§ **EXERCISE GOAL**
In the passage on agency performance data, what does the text say should be used when better data are not available?

§ **GIVEN PASSAGE**
○ ○ ○ ○ ○ ○ ○

Although a public agency's existing data set for performance measures may not be ideal, the agency should learn how to work with this data instead of idly waiting for a better data set to become available. In this same capacity, travel time modeling and estimation techniques should be used when better data are not available. An agency can make use of multiple sets of non-ideal data to make informed transportation decisions, and consequently gain experience for and be more productive when more ideal data become available.

○ ○ ○ ○ ○ ○ ○

§ **ENTRIES SHOWN**
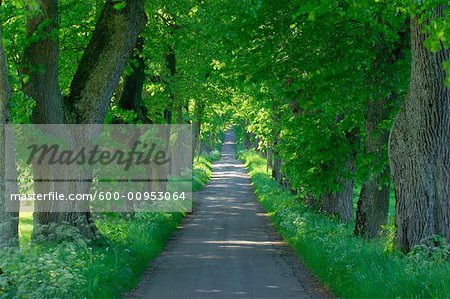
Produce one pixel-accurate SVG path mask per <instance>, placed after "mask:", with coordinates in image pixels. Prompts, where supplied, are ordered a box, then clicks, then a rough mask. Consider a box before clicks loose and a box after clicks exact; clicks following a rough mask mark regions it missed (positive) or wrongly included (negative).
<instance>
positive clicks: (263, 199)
mask: <svg viewBox="0 0 450 299" xmlns="http://www.w3.org/2000/svg"><path fill="white" fill-rule="evenodd" d="M239 158H240V159H241V160H243V161H244V162H245V163H246V166H247V168H248V170H249V173H250V176H251V178H252V184H253V188H254V192H255V194H256V196H257V198H258V200H259V202H260V203H261V204H262V205H263V206H264V208H265V209H266V210H267V212H268V213H269V215H270V217H271V219H272V221H273V223H274V225H275V226H276V228H277V229H278V231H279V232H280V234H281V235H282V236H283V238H284V239H285V240H286V241H287V242H288V243H289V244H290V246H292V247H293V248H294V249H295V250H296V252H297V253H298V254H299V256H300V257H301V258H302V260H303V261H304V263H305V264H306V266H307V267H308V268H309V269H311V271H312V272H313V273H314V274H316V276H317V277H318V278H319V279H320V281H321V282H322V283H323V284H325V285H326V286H328V287H329V288H330V289H331V290H332V291H333V292H334V293H335V294H336V295H337V296H339V297H344V298H450V283H449V277H450V263H448V262H446V261H445V258H440V257H443V256H445V255H442V254H436V255H434V254H433V256H432V257H429V253H425V252H424V251H421V250H416V251H413V252H412V253H411V254H409V255H407V256H405V255H403V254H401V253H400V252H399V251H397V250H395V249H393V248H392V246H390V245H389V244H390V243H391V242H390V240H384V239H381V240H374V241H366V240H363V239H361V238H359V237H355V236H354V235H353V234H352V229H353V223H350V224H343V223H340V222H338V221H337V220H333V219H330V218H328V217H326V216H324V215H321V214H319V213H317V212H316V211H314V210H313V209H311V208H310V207H308V206H306V205H305V204H304V203H303V202H302V200H301V199H299V198H297V197H296V196H295V195H293V194H291V193H290V192H288V191H287V190H284V189H282V188H281V187H279V186H278V185H277V183H276V182H275V181H273V180H272V179H271V178H270V177H269V175H268V174H267V173H266V168H265V167H266V166H265V160H264V159H263V158H262V157H261V156H260V155H258V154H257V153H256V152H254V151H242V152H240V153H239Z"/></svg>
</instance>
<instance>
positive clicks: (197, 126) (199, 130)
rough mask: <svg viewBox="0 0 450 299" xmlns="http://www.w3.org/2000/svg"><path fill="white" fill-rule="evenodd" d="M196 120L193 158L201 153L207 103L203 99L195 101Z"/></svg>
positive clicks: (193, 121)
mask: <svg viewBox="0 0 450 299" xmlns="http://www.w3.org/2000/svg"><path fill="white" fill-rule="evenodd" d="M194 109H195V110H194V121H193V130H194V140H193V141H192V144H193V145H194V150H193V152H192V159H193V158H194V157H195V155H197V154H198V155H199V154H200V134H201V128H202V123H203V112H204V110H205V104H204V103H203V101H202V100H199V99H198V100H196V101H195V108H194Z"/></svg>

○ ○ ○ ○ ○ ○ ○

§ **SOLUTION TO THIS TASK**
Travel time modeling and estimation techniques.